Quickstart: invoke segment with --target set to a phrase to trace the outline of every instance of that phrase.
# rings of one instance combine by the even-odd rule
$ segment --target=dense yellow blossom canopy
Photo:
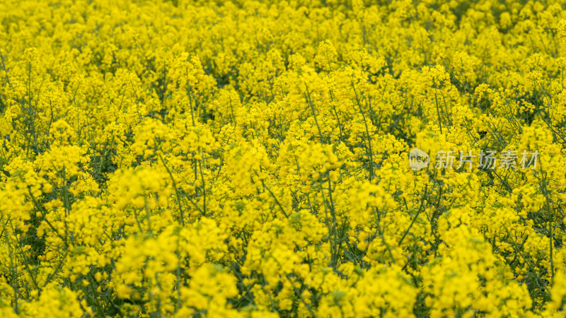
[[[0,1],[0,317],[565,317],[566,6]]]

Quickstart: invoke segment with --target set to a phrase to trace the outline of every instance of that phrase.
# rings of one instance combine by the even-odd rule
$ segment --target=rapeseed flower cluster
[[[3,0],[0,316],[564,317],[565,70],[555,0]]]

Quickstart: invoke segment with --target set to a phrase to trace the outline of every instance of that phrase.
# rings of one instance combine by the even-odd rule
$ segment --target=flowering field
[[[0,316],[566,314],[559,1],[0,1]]]

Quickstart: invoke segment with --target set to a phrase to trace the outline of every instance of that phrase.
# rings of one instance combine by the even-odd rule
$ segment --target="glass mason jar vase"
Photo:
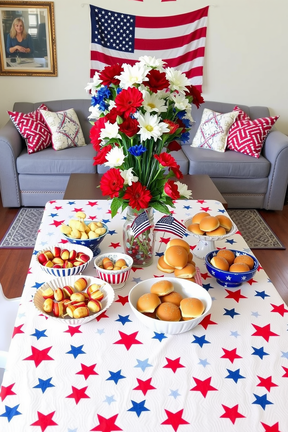
[[[152,228],[143,231],[135,238],[131,226],[136,219],[143,212],[148,216]],[[137,210],[131,207],[127,207],[126,220],[123,227],[123,247],[124,253],[133,258],[133,267],[138,268],[147,267],[153,262],[154,253],[155,239],[152,232],[154,227],[153,209],[141,209]]]

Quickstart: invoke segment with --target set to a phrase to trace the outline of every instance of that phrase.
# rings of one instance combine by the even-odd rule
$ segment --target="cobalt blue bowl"
[[[217,282],[219,285],[226,288],[234,288],[240,286],[244,282],[247,282],[252,279],[257,271],[259,263],[255,257],[252,255],[249,255],[249,254],[240,251],[233,249],[231,250],[234,253],[235,257],[239,255],[247,255],[248,257],[251,257],[254,261],[254,267],[252,270],[241,273],[233,273],[231,272],[224,271],[216,268],[210,264],[210,261],[219,251],[218,249],[216,251],[212,251],[212,252],[207,254],[205,257],[205,264],[209,273],[212,276],[216,278]]]

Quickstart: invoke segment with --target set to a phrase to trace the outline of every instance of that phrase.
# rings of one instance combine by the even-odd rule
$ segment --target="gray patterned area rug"
[[[227,212],[250,249],[286,249],[256,210],[228,209]]]
[[[43,210],[39,207],[20,209],[1,241],[0,248],[33,248]],[[256,210],[228,211],[250,249],[285,248]]]

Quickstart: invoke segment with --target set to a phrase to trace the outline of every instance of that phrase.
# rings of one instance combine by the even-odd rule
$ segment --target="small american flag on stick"
[[[148,216],[145,211],[134,219],[131,226],[135,238],[137,238],[142,232],[151,228],[151,225],[149,222]]]
[[[163,216],[155,224],[155,231],[165,231],[181,238],[186,232],[186,228],[172,215]]]

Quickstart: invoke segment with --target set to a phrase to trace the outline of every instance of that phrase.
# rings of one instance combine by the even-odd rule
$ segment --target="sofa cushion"
[[[51,147],[38,153],[27,154],[22,150],[16,160],[19,174],[69,174],[97,172],[93,166],[95,150],[92,144],[55,152]]]
[[[191,146],[225,152],[228,131],[237,114],[236,111],[221,114],[205,108]]]
[[[32,112],[7,111],[27,146],[28,153],[35,153],[51,145],[51,133],[41,112],[48,110],[44,104]]]
[[[239,114],[229,130],[227,148],[259,158],[264,140],[279,116],[251,120],[238,106],[234,110]]]
[[[221,153],[189,145],[182,146],[182,150],[189,159],[190,174],[253,178],[266,177],[270,171],[270,163],[262,155],[257,159],[231,150]]]
[[[77,114],[73,108],[53,112],[40,110],[51,133],[54,150],[85,146]]]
━━━━━━━━━━━━━━━━
Can you turn all the data above into a numbered list, one entry per line, skipping blank lines and leaving the pictures out?

1. Quickstart: invoke segment with --target set to a phrase to trace the outline of every instance of that phrase.
2. # rings of one instance combine by the even-odd rule
3. $ segment --target=dense yellow blossom canopy
4. Photo:
5. [[[0,1],[0,317],[565,317],[566,6]]]
6. Quickstart: invoke segment with --target set to a phrase to trace the outline of every instance of that phrase.
7. # rings of one instance combine by the even-odd rule
8. $ segment --target=rapeseed flower cluster
9. [[[3,0],[0,316],[564,317],[565,70],[555,0]]]
10. Quickstart: invoke segment with --target set to a phrase to trace the outline of every instance of that phrase.
11. # rings of one instance combine by the even-odd rule
12. $ segment --target=flowering field
13. [[[0,316],[566,314],[559,1],[0,1]]]
14. Quickstart: invoke segment with --target set to a phrase to trace the outline of every instance of that phrase.
15. # rings of one instance combine by the even-odd rule
16. $ segment --target="glass mason jar vase"
17. Photo:
18. [[[152,228],[143,231],[135,238],[131,226],[136,219],[143,212],[148,216]],[[137,210],[131,207],[127,207],[126,220],[123,227],[123,247],[124,253],[133,258],[133,267],[138,268],[147,267],[153,262],[154,253],[155,239],[152,232],[154,227],[153,209],[141,209]]]
19. Quickstart: invoke segment with --target set to a phrase to trace the outline of every instance of that phrase.
20. # rings of one instance combine by the even-odd rule
21. $ segment --target="cobalt blue bowl"
22. [[[217,282],[219,285],[226,288],[234,288],[240,286],[244,282],[247,282],[252,279],[257,271],[259,263],[255,257],[252,255],[249,255],[249,254],[240,251],[233,249],[231,250],[234,253],[235,257],[239,255],[247,255],[248,257],[251,257],[254,261],[254,267],[252,270],[241,273],[233,273],[231,272],[224,271],[216,268],[210,264],[210,261],[219,251],[218,249],[216,251],[212,251],[212,252],[207,254],[205,257],[205,264],[209,273],[212,276],[216,278]]]
23. Quickstart: invoke segment with --target set to a phrase to trace the outline of every instance of that phrase.
24. # rings of one instance combine by the even-odd rule
25. $ segment --target="gray patterned area rug"
26. [[[227,212],[250,249],[286,249],[256,210],[228,209]]]
27. [[[43,210],[39,207],[20,209],[1,241],[0,248],[33,248]],[[256,210],[228,211],[250,249],[285,248]]]
28. Quickstart: invoke segment with --target set to a phrase to trace the outline of every instance of that phrase.
29. # rings of one instance combine by the even-odd rule
30. $ segment --target="small american flag on stick"
31. [[[148,216],[145,211],[134,219],[131,226],[135,238],[137,238],[142,232],[151,228],[151,225],[149,222]]]
32. [[[163,216],[155,224],[155,231],[165,231],[181,238],[186,232],[186,228],[172,215]]]
33. Quickstart: invoke segment with --target set to a phrase to trace the outline of every instance of that phrase.
34. # rings of one instance combine by the even-odd rule
35. $ segment --target="sofa cushion"
36. [[[51,147],[38,153],[27,154],[22,150],[16,160],[19,174],[69,174],[97,172],[93,166],[95,150],[92,144],[55,152]]]
37. [[[191,146],[225,152],[228,131],[237,114],[236,111],[221,114],[205,108]]]
38. [[[32,112],[7,111],[27,146],[28,153],[35,153],[51,145],[51,133],[41,112],[48,110],[44,104]]]
39. [[[239,114],[229,130],[227,148],[259,158],[264,140],[279,116],[251,120],[238,106],[234,110]]]
40. [[[221,153],[189,145],[182,146],[182,150],[189,159],[190,174],[253,178],[266,177],[270,171],[270,163],[262,155],[257,159],[231,150]]]
41. [[[77,114],[73,108],[53,112],[40,110],[51,133],[54,150],[85,146]]]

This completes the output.